Can you reproduce the listing below word for word, keeping every line unchanged?

Saved entries
---

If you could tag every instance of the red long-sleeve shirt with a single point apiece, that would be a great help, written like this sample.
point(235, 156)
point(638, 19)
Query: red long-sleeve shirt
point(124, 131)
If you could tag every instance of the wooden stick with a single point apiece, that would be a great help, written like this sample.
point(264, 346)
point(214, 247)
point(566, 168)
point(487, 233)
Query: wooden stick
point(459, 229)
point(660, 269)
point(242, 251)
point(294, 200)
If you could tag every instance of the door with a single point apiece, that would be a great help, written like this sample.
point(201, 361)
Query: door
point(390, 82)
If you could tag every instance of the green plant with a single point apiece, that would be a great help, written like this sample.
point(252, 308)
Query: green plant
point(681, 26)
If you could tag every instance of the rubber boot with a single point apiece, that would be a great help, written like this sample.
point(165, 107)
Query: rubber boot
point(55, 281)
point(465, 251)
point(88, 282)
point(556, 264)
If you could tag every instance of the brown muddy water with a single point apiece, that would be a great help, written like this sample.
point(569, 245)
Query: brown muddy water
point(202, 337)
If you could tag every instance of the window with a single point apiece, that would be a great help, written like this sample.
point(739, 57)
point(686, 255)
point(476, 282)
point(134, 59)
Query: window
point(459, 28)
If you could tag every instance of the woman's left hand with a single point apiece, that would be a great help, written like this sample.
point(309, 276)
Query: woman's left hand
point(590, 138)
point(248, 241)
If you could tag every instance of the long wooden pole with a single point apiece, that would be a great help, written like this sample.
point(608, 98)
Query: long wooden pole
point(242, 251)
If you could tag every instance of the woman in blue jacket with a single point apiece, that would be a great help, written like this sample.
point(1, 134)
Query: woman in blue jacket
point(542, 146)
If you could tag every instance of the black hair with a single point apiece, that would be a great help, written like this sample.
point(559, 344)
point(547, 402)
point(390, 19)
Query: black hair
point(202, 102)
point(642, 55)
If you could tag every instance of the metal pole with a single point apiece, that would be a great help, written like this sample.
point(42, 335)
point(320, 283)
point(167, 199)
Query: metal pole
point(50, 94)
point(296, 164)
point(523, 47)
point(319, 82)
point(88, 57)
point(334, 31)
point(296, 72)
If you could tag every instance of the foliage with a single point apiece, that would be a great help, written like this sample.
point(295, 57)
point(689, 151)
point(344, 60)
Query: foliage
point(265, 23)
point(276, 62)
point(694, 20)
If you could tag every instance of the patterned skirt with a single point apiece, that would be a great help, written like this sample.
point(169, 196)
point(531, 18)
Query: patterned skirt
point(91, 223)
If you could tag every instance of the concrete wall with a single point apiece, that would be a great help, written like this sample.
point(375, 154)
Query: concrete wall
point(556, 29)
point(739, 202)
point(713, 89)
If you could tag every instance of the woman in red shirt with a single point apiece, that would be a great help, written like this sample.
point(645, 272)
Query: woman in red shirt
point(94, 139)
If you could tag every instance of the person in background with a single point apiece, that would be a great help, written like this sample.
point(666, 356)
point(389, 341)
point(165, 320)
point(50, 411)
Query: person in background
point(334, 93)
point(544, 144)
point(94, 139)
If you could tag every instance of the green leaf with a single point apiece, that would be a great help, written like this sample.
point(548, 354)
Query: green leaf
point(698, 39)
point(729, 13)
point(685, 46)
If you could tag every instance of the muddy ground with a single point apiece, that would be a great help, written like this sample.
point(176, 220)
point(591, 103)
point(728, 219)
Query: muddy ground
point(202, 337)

---

» Exercise solution
If you could tag every instance of the red long-sleeve shirt with a single point apiece, that would be a great help, written like this sample.
point(235, 156)
point(638, 19)
Query: red long-sleeve shirt
point(124, 131)
If you could tag every instance of the wooden stick with a single point apiece, that would be a great help, written like this sample.
point(264, 346)
point(214, 247)
point(566, 168)
point(487, 233)
Query: wooden stick
point(459, 229)
point(660, 269)
point(242, 251)
point(294, 200)
If you could tag every instance of the door with a single point apiece, that would be a great help, written like this sample.
point(201, 361)
Query: door
point(390, 82)
If you could tag every instance of the green plant with a single point apiece, that would be a great help, written like this sample.
point(252, 308)
Query: green plant
point(681, 26)
If you could tag every instance of the rubber boot with a single point apiece, that would be a great help, written like this sample.
point(165, 107)
Query: rubber boot
point(55, 281)
point(465, 251)
point(88, 282)
point(556, 264)
If you could tag every instance of the brown muddy water with a single point apiece, that would be a great help, written like this sample.
point(569, 245)
Query: brown muddy water
point(202, 337)
If you could tag every instance of the window with a single point apiece, that would be a great help, written like this sample.
point(739, 57)
point(686, 255)
point(476, 282)
point(134, 59)
Query: window
point(459, 28)
If you could tag every instance of the woman's left hand with a single point apiece, that would be a great help, written like this sample.
point(309, 276)
Query: woman's left hand
point(590, 138)
point(248, 241)
If you could tag every instance of the long wooden pole with a single point apiece, that would be a great help, written like this sample.
point(608, 98)
Query: long wooden pole
point(242, 251)
If you could tag every instance of the woman in blue jacket with a single point apiece, that would be a great help, written like this sample.
point(1, 134)
Query: woman in blue jacket
point(542, 146)
If you could tag every instance of the black hair with a single point apiece, that would be a great help, written like this sample.
point(559, 344)
point(547, 402)
point(390, 19)
Query: black hair
point(202, 102)
point(642, 55)
If you could tag every instance of the metal pole with a single point apiece, that would be a great help, written like this sample.
point(42, 335)
point(320, 283)
point(167, 199)
Query: metal pole
point(50, 94)
point(296, 164)
point(523, 47)
point(319, 82)
point(88, 57)
point(334, 31)
point(296, 72)
If you could tag every instance of the foliage with a single point apiece, that would be a great help, written like this sample.
point(295, 57)
point(689, 151)
point(344, 60)
Query: foliage
point(265, 23)
point(276, 62)
point(694, 20)
If you could tag every instance of the patterned skirt with a single point apiece, that would be a great help, written like this sample.
point(169, 196)
point(531, 18)
Query: patterned skirt
point(91, 223)
If you could tag every instance of the concrete wall with a single point apiece, that would be a great help, written like this sample.
point(375, 154)
Query: concrete wall
point(556, 29)
point(739, 202)
point(713, 89)
If you could tag every instance of the woman in red shirt with a single point apiece, that would be a great help, written like this sample.
point(645, 272)
Query: woman in red shirt
point(94, 139)
If you could tag every instance of the person in background with a single point apiece, that would be a great help, written like this sample.
point(666, 356)
point(389, 341)
point(165, 320)
point(50, 411)
Query: person in background
point(334, 93)
point(544, 144)
point(94, 139)
If you could tag every instance of the green leaf with a single point apiece, that would be a great help, written like this sample.
point(548, 354)
Query: green leaf
point(698, 39)
point(729, 13)
point(685, 46)
If you could tag every instance of the muddy ground with a single point apiece, that would be a great help, written like this sample.
point(176, 220)
point(591, 103)
point(728, 219)
Query: muddy ground
point(202, 337)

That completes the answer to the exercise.